Task directions> Here the job is to restate every entry word for word.
---------- Available data
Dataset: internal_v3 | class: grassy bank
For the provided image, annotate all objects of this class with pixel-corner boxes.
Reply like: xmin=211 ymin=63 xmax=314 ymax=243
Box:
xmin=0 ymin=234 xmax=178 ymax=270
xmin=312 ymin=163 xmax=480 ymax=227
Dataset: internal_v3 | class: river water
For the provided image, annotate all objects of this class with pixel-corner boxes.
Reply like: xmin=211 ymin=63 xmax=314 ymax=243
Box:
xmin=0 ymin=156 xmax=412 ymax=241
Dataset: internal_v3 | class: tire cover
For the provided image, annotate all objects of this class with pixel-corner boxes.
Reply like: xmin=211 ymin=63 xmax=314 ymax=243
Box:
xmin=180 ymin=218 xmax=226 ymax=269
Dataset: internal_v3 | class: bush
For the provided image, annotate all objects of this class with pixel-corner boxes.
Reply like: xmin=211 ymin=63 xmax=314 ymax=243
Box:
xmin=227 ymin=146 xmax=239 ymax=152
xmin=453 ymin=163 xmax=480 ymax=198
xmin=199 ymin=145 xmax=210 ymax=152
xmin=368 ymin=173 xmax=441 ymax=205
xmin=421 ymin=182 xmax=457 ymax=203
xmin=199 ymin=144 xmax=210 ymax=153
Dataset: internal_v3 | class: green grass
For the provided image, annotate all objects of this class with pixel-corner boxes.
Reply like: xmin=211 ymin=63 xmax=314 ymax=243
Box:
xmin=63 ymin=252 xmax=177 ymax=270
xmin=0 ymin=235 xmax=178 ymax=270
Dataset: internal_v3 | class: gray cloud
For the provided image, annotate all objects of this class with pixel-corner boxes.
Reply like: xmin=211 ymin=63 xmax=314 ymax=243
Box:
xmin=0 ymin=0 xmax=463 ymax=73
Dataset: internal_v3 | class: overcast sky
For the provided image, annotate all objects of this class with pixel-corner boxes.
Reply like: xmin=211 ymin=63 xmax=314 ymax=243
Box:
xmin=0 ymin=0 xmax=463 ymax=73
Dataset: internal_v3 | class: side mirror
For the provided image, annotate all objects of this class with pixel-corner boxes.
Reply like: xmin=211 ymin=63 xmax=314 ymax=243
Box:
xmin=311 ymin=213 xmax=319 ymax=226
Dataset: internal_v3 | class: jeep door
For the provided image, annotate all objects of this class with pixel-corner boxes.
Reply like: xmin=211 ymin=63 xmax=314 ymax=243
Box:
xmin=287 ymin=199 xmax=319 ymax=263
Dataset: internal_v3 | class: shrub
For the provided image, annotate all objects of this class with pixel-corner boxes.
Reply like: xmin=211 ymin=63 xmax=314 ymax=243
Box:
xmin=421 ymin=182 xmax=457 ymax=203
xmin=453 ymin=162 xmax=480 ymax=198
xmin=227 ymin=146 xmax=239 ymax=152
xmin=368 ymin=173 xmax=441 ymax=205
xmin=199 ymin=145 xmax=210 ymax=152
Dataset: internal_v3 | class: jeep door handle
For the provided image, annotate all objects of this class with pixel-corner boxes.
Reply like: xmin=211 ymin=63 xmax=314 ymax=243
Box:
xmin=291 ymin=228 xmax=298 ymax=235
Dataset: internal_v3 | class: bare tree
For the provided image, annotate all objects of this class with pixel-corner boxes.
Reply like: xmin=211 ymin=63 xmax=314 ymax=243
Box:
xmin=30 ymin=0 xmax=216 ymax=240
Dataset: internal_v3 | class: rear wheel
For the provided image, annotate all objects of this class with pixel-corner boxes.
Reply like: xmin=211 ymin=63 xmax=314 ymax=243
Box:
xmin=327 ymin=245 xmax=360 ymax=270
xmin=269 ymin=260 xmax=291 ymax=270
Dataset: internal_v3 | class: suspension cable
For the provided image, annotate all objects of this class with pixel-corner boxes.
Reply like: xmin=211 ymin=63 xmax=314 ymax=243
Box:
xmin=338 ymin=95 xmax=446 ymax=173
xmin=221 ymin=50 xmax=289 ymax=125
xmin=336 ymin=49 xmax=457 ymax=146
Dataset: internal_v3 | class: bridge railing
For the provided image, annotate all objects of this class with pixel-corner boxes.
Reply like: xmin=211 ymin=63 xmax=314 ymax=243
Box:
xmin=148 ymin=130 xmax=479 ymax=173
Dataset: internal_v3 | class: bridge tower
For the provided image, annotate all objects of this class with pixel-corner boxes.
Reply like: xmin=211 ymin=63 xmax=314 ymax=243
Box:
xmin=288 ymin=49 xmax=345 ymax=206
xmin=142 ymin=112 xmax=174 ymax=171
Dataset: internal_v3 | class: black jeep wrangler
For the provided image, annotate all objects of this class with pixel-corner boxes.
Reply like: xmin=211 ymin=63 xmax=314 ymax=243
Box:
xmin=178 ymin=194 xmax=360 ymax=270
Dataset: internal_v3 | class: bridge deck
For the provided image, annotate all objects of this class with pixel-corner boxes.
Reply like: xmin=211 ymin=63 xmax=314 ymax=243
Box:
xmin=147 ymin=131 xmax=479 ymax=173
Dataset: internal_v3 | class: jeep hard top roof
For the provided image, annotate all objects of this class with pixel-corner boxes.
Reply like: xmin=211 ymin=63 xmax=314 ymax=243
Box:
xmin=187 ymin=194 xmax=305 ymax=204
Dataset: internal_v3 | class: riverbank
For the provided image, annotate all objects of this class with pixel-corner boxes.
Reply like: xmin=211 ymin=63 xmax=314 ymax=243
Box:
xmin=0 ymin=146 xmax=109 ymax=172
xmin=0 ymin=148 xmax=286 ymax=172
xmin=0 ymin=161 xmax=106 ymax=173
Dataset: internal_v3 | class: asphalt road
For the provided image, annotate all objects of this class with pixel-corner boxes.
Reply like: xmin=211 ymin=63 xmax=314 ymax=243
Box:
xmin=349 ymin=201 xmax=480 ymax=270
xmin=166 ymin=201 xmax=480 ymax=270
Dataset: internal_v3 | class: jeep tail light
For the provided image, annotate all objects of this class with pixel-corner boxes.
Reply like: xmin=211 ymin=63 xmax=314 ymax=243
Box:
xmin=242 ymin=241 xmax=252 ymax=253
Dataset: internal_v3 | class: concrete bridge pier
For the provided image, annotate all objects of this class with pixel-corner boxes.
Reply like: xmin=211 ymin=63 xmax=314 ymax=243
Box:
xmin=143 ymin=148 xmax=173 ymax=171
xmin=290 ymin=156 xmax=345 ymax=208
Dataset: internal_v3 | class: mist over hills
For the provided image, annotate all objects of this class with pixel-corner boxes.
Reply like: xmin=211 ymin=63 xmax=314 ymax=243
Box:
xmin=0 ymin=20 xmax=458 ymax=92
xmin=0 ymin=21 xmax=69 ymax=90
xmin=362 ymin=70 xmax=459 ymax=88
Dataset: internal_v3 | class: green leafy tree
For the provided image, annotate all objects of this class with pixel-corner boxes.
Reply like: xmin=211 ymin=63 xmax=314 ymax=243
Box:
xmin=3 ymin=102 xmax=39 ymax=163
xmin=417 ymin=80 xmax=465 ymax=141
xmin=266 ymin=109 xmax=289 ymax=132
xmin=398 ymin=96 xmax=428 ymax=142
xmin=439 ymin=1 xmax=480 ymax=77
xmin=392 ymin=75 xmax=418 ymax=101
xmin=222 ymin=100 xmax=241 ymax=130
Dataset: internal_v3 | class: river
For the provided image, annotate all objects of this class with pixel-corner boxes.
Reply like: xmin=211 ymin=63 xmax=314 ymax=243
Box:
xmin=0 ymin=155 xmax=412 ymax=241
--------------------
Exercise result>
Dataset: internal_v3 | class: grassy bank
For the provided image, annotate all objects of this class with pixel-corner boxes.
Reply like: xmin=211 ymin=63 xmax=314 ymax=243
Box:
xmin=0 ymin=234 xmax=178 ymax=270
xmin=312 ymin=163 xmax=480 ymax=227
Dataset: internal_v3 | class: river water
For the provided image, annotate all objects of this class with pixel-corner boxes.
Reply like: xmin=211 ymin=63 xmax=314 ymax=243
Box:
xmin=0 ymin=156 xmax=412 ymax=241
Dataset: internal_v3 | class: tire cover
For the provided image, annotate all objects of this class with pixel-corner boxes.
Reply like: xmin=211 ymin=63 xmax=314 ymax=243
Box:
xmin=180 ymin=218 xmax=226 ymax=269
Dataset: internal_v3 | class: bush
For the provided image, annotate all objects of this class with pixel-corner boxes.
Reply like: xmin=211 ymin=63 xmax=314 ymax=243
Box:
xmin=227 ymin=146 xmax=239 ymax=152
xmin=453 ymin=163 xmax=480 ymax=198
xmin=199 ymin=145 xmax=210 ymax=152
xmin=368 ymin=173 xmax=441 ymax=205
xmin=421 ymin=182 xmax=457 ymax=203
xmin=199 ymin=144 xmax=210 ymax=153
Dataset: internal_v3 | class: green grass
For the provided image, annotate all objects of this class with pixel-corner boxes.
Reply like: xmin=211 ymin=63 xmax=314 ymax=243
Box:
xmin=63 ymin=252 xmax=177 ymax=270
xmin=0 ymin=235 xmax=178 ymax=270
Dataset: internal_v3 | class: gray cloud
For the provided image, annotate all objects of this class with pixel-corner boxes.
Reply like: xmin=211 ymin=63 xmax=314 ymax=243
Box:
xmin=0 ymin=0 xmax=463 ymax=73
Dataset: internal_v3 | class: overcast sky
For the provided image, annotate all objects of this class with pixel-corner boxes.
Reply like: xmin=211 ymin=63 xmax=314 ymax=243
Box:
xmin=0 ymin=0 xmax=463 ymax=73
Dataset: internal_v3 | class: side mirror
For the provided image, annotate all objects of this class with pixel-corner boxes.
Reply like: xmin=211 ymin=63 xmax=314 ymax=243
Box:
xmin=311 ymin=213 xmax=319 ymax=226
Dataset: internal_v3 | class: jeep door
For the provided image, annotate all objects of this class with pixel-corner boxes.
Reply like: xmin=211 ymin=63 xmax=314 ymax=243
Box:
xmin=287 ymin=199 xmax=319 ymax=263
Dataset: internal_v3 | class: shrub
For the provided image, annotate all objects of this class with pixel-corner boxes.
Reply like: xmin=211 ymin=63 xmax=314 ymax=243
Box:
xmin=421 ymin=182 xmax=457 ymax=203
xmin=453 ymin=162 xmax=480 ymax=198
xmin=227 ymin=146 xmax=239 ymax=152
xmin=368 ymin=173 xmax=441 ymax=205
xmin=199 ymin=145 xmax=210 ymax=152
Dataset: internal_v3 | class: jeep door handle
For the provided image, annotate all objects of this class with pixel-corner boxes.
Reply like: xmin=211 ymin=63 xmax=314 ymax=243
Box:
xmin=291 ymin=228 xmax=298 ymax=235
Dataset: internal_v3 | class: bare tree
For the provided image, annotate all objects of this class with pixel-corner boxes.
Reply like: xmin=211 ymin=63 xmax=314 ymax=243
Box:
xmin=30 ymin=0 xmax=216 ymax=240
Dataset: internal_v3 | class: rear wheel
For the provided image, annotate all objects of this class with pixel-corner boxes.
Reply like: xmin=211 ymin=63 xmax=314 ymax=243
Box:
xmin=327 ymin=245 xmax=360 ymax=270
xmin=269 ymin=260 xmax=291 ymax=270
Dataset: internal_v3 | class: suspension cable
For the provided image, annotate all objects of this class with pixel-corner boxes.
Reply like: xmin=211 ymin=63 xmax=314 ymax=243
Box:
xmin=338 ymin=95 xmax=446 ymax=173
xmin=221 ymin=50 xmax=289 ymax=125
xmin=336 ymin=49 xmax=457 ymax=146
Dataset: internal_v3 | class: bridge railing
For the provided image, annotate all objects of this class with pixel-corner boxes.
Reply like: xmin=211 ymin=63 xmax=314 ymax=243
Box:
xmin=148 ymin=130 xmax=479 ymax=173
Dataset: internal_v3 | class: bridge tower
For the provided image, annotate all objects of this class with pixel-corner boxes.
Reply like: xmin=211 ymin=63 xmax=314 ymax=243
Box:
xmin=288 ymin=49 xmax=345 ymax=206
xmin=142 ymin=112 xmax=174 ymax=171
Dataset: internal_v3 | class: black jeep wrangler
For the provided image, annotate all objects of this class with pixel-corner boxes.
Reply like: xmin=211 ymin=63 xmax=314 ymax=243
Box:
xmin=178 ymin=194 xmax=360 ymax=270
Dataset: internal_v3 | class: bridge deck
For the provided image, annotate all objects of this class with pixel-corner boxes.
Reply like: xmin=211 ymin=63 xmax=314 ymax=243
Box:
xmin=147 ymin=131 xmax=479 ymax=173
Dataset: internal_v3 | class: jeep hard top roof
For the provided image, annotate all objects of this class with pixel-corner boxes.
Reply like: xmin=211 ymin=63 xmax=314 ymax=243
Box:
xmin=187 ymin=194 xmax=305 ymax=204
Dataset: internal_v3 | class: riverbank
For the provided image, annotate all objects of this class with pixel-corner boxes.
Reply like: xmin=211 ymin=63 xmax=314 ymax=243
Box:
xmin=0 ymin=146 xmax=109 ymax=172
xmin=0 ymin=148 xmax=286 ymax=172
xmin=0 ymin=161 xmax=106 ymax=173
Dataset: internal_v3 | class: asphalt road
For the provided image, annotate all objects of this class with pixel-corner boxes.
Reply like: xmin=211 ymin=63 xmax=314 ymax=243
Box:
xmin=349 ymin=201 xmax=480 ymax=270
xmin=166 ymin=201 xmax=480 ymax=270
Dataset: internal_v3 | class: jeep tail light
For the provided image, annotate all objects of this class with pixel-corner boxes.
Reply like: xmin=211 ymin=63 xmax=314 ymax=243
Box:
xmin=242 ymin=241 xmax=252 ymax=253
Dataset: internal_v3 | class: concrete bridge pier
For the provided image, annotate all objects of this class with pixel-corner boxes.
Reply like: xmin=211 ymin=63 xmax=314 ymax=243
Box:
xmin=143 ymin=148 xmax=173 ymax=171
xmin=290 ymin=156 xmax=345 ymax=208
Dataset: internal_v3 | class: mist over hills
For the provided image, annotate all objects of this class with pixel-corner boxes.
Reply like: xmin=211 ymin=63 xmax=314 ymax=243
Box:
xmin=0 ymin=20 xmax=458 ymax=92
xmin=0 ymin=21 xmax=69 ymax=90
xmin=362 ymin=70 xmax=459 ymax=88
Dataset: internal_v3 | class: green leafy tree
For the provided image, annotate all objects of this class with pixel-corner boxes.
Reply like: xmin=211 ymin=63 xmax=314 ymax=243
Box:
xmin=3 ymin=102 xmax=39 ymax=163
xmin=417 ymin=80 xmax=465 ymax=141
xmin=266 ymin=109 xmax=289 ymax=132
xmin=398 ymin=96 xmax=428 ymax=142
xmin=439 ymin=1 xmax=480 ymax=77
xmin=392 ymin=75 xmax=418 ymax=101
xmin=222 ymin=100 xmax=241 ymax=130
Dataset: internal_v3 | class: river
For the provided image, annotate all objects of this class with pixel-corner boxes.
Reply like: xmin=211 ymin=63 xmax=314 ymax=243
Box:
xmin=0 ymin=155 xmax=412 ymax=241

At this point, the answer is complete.